The request - Write out every entry exactly as it stands.

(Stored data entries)
● ● ● ●

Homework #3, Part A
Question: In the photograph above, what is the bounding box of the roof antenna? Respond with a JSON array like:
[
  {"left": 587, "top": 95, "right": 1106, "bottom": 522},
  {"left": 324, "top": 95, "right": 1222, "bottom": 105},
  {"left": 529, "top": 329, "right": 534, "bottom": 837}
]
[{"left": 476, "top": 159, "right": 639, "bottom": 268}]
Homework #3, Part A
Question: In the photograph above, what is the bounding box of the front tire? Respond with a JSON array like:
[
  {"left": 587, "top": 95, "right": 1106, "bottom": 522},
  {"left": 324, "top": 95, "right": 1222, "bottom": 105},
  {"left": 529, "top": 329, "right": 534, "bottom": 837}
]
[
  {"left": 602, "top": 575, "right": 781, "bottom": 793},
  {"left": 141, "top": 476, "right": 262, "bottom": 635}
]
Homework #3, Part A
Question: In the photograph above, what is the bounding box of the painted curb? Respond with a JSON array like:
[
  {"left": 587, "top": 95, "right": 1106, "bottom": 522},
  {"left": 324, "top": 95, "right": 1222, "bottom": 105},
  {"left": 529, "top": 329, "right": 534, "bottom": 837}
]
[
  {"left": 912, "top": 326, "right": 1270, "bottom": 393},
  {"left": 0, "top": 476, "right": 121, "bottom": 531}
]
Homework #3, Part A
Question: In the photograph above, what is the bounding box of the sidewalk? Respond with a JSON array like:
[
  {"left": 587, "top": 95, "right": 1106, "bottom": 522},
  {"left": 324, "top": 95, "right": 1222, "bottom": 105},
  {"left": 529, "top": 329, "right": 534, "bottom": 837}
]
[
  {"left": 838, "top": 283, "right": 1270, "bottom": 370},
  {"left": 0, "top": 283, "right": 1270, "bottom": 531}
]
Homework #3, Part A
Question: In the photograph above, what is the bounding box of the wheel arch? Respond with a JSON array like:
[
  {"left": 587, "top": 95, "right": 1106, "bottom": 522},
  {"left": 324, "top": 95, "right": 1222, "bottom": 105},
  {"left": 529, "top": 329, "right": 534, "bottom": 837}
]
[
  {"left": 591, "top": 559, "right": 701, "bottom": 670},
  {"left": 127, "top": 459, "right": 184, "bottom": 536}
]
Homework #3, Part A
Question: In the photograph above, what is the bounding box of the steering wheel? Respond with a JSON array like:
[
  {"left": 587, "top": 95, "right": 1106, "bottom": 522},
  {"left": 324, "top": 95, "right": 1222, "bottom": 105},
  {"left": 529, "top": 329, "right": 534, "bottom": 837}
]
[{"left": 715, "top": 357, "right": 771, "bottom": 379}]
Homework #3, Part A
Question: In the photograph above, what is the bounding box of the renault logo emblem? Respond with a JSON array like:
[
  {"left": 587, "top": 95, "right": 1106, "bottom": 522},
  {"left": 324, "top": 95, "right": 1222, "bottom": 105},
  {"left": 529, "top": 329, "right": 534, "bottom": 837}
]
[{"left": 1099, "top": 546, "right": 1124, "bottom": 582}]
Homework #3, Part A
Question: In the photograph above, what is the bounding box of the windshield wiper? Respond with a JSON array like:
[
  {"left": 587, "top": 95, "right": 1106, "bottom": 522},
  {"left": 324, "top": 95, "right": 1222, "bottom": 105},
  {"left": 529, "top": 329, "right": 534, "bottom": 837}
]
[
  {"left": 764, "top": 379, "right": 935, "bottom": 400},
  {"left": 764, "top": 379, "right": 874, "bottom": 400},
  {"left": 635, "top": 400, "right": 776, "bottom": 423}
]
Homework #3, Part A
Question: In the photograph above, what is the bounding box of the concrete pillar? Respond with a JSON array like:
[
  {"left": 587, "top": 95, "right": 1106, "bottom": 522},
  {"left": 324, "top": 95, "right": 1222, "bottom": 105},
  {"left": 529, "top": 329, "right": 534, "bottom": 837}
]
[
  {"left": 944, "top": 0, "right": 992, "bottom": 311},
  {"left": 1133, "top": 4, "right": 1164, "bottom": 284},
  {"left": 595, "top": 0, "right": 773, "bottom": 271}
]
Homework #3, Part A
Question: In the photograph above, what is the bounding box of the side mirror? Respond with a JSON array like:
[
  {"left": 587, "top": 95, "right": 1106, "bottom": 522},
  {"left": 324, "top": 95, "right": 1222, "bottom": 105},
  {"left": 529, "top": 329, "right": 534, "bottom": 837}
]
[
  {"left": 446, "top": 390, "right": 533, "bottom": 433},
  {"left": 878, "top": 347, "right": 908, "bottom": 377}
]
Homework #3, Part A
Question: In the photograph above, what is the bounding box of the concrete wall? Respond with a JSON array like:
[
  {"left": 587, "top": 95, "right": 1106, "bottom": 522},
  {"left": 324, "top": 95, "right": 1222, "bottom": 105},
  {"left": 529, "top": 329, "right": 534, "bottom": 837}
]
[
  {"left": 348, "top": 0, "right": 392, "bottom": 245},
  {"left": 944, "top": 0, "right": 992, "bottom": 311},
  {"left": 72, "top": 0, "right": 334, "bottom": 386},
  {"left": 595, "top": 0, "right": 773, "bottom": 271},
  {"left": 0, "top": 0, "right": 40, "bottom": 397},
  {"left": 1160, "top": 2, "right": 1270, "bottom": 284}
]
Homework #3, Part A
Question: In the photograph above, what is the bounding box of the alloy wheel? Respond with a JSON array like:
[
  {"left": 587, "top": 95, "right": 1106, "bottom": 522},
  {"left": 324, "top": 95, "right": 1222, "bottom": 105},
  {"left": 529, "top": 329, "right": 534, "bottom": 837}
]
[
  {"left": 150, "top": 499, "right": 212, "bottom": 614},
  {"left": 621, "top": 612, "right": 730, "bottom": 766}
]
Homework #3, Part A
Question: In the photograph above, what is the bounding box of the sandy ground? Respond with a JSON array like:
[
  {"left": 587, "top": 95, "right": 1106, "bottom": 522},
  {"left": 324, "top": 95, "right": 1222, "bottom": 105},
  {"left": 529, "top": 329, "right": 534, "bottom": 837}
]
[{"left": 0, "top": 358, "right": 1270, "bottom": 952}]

● ● ● ●

Response to this task -
Homework #3, Part A
Question: In the photograph above, what is the bounding box of the roof antenna? Respond with a JSON array like:
[
  {"left": 587, "top": 95, "right": 1106, "bottom": 522},
  {"left": 324, "top": 95, "right": 1222, "bottom": 105},
  {"left": 529, "top": 329, "right": 534, "bottom": 837}
]
[{"left": 476, "top": 159, "right": 639, "bottom": 268}]
Homework #3, Part A
Question: In the photograph above, what is the bounding box of the front tire? Respond with a JSON array like:
[
  {"left": 587, "top": 95, "right": 1106, "bottom": 522},
  {"left": 324, "top": 95, "right": 1222, "bottom": 105},
  {"left": 529, "top": 329, "right": 534, "bottom": 837}
]
[
  {"left": 602, "top": 575, "right": 781, "bottom": 793},
  {"left": 141, "top": 476, "right": 262, "bottom": 635}
]
Homework #3, Part A
Question: In the photograph above, what is the bounding box of the painted curb? Respond with a JSON array like:
[
  {"left": 587, "top": 95, "right": 1106, "bottom": 522},
  {"left": 324, "top": 95, "right": 1222, "bottom": 105},
  {"left": 529, "top": 329, "right": 534, "bottom": 837}
]
[
  {"left": 912, "top": 326, "right": 1270, "bottom": 393},
  {"left": 0, "top": 476, "right": 121, "bottom": 531}
]
Homework #3, Part A
Question: In the photograph above, what is the bounding box of the sidewalk? Respond with a JSON array like:
[
  {"left": 587, "top": 95, "right": 1106, "bottom": 522},
  {"left": 324, "top": 95, "right": 1222, "bottom": 105},
  {"left": 529, "top": 329, "right": 534, "bottom": 837}
]
[
  {"left": 838, "top": 283, "right": 1270, "bottom": 370},
  {"left": 0, "top": 283, "right": 1270, "bottom": 531}
]
Homework #3, Part A
Question: In the photograph above, what is the bounding box of the wheel arch? Respond with a JSON array like:
[
  {"left": 587, "top": 95, "right": 1106, "bottom": 522},
  {"left": 324, "top": 95, "right": 1222, "bottom": 105},
  {"left": 529, "top": 329, "right": 534, "bottom": 837}
]
[
  {"left": 591, "top": 559, "right": 701, "bottom": 670},
  {"left": 127, "top": 459, "right": 184, "bottom": 536}
]
Homework #3, Part A
Question: In the photograph above, what is the bounding box of the steering wheel? Respond with a JSON array like:
[
  {"left": 587, "top": 95, "right": 1106, "bottom": 522},
  {"left": 324, "top": 95, "right": 1222, "bottom": 105},
  {"left": 529, "top": 329, "right": 534, "bottom": 837}
]
[{"left": 715, "top": 357, "right": 771, "bottom": 379}]
Homework #3, Part A
Question: In the photograph above, what is the bounding box of the renault logo emblem? Respond with a JSON array like:
[
  {"left": 587, "top": 95, "right": 1106, "bottom": 522},
  {"left": 324, "top": 95, "right": 1222, "bottom": 105},
  {"left": 529, "top": 329, "right": 534, "bottom": 837}
]
[{"left": 1099, "top": 546, "right": 1124, "bottom": 582}]
Homework #3, Part A
Question: In the photograph above, what is the bounding box of the windshield wiper? Respond with a JSON array like:
[
  {"left": 587, "top": 95, "right": 1106, "bottom": 522},
  {"left": 324, "top": 95, "right": 1222, "bottom": 105},
  {"left": 529, "top": 329, "right": 534, "bottom": 837}
]
[
  {"left": 764, "top": 379, "right": 935, "bottom": 400},
  {"left": 764, "top": 379, "right": 874, "bottom": 400},
  {"left": 635, "top": 400, "right": 776, "bottom": 423}
]
Homework #3, Part A
Question: In the photograph above, what is the bounding box of the concrete pillar? Respond with a JSON array like:
[
  {"left": 587, "top": 95, "right": 1106, "bottom": 522},
  {"left": 324, "top": 95, "right": 1222, "bottom": 105},
  {"left": 529, "top": 329, "right": 534, "bottom": 837}
]
[
  {"left": 944, "top": 0, "right": 992, "bottom": 311},
  {"left": 1133, "top": 4, "right": 1164, "bottom": 284},
  {"left": 595, "top": 0, "right": 773, "bottom": 271}
]
Homework #3, Part A
Question: In the photograph above, what is the bounding box of the side mirror? Respond with a JSON array like:
[
  {"left": 587, "top": 95, "right": 1106, "bottom": 522},
  {"left": 324, "top": 95, "right": 1222, "bottom": 105},
  {"left": 529, "top": 329, "right": 534, "bottom": 837}
]
[
  {"left": 446, "top": 390, "right": 533, "bottom": 433},
  {"left": 878, "top": 347, "right": 908, "bottom": 377}
]
Homework #3, Part A
Question: In the photograph above, what is the bounding box of the concrete wall? Respond with a JSON array like:
[
  {"left": 587, "top": 95, "right": 1106, "bottom": 522},
  {"left": 324, "top": 95, "right": 1222, "bottom": 105},
  {"left": 529, "top": 329, "right": 534, "bottom": 837}
]
[
  {"left": 348, "top": 0, "right": 392, "bottom": 245},
  {"left": 944, "top": 0, "right": 992, "bottom": 311},
  {"left": 72, "top": 0, "right": 334, "bottom": 386},
  {"left": 595, "top": 0, "right": 773, "bottom": 271},
  {"left": 0, "top": 0, "right": 40, "bottom": 397},
  {"left": 1160, "top": 2, "right": 1270, "bottom": 284}
]
Homework #3, Part A
Question: In the photograph above, what is the bounding box of the alloy wheel? Respond with a JSON array like:
[
  {"left": 587, "top": 95, "right": 1106, "bottom": 522},
  {"left": 324, "top": 95, "right": 1222, "bottom": 105},
  {"left": 529, "top": 329, "right": 534, "bottom": 837}
]
[
  {"left": 150, "top": 499, "right": 212, "bottom": 614},
  {"left": 621, "top": 612, "right": 730, "bottom": 766}
]
Homework #3, Part A
Question: In the photograph above, what is the bounding box of the sandy ground? Respond with a JSON array like:
[
  {"left": 587, "top": 95, "right": 1106, "bottom": 522},
  {"left": 324, "top": 95, "right": 1222, "bottom": 105},
  {"left": 529, "top": 329, "right": 534, "bottom": 837}
]
[{"left": 0, "top": 358, "right": 1270, "bottom": 952}]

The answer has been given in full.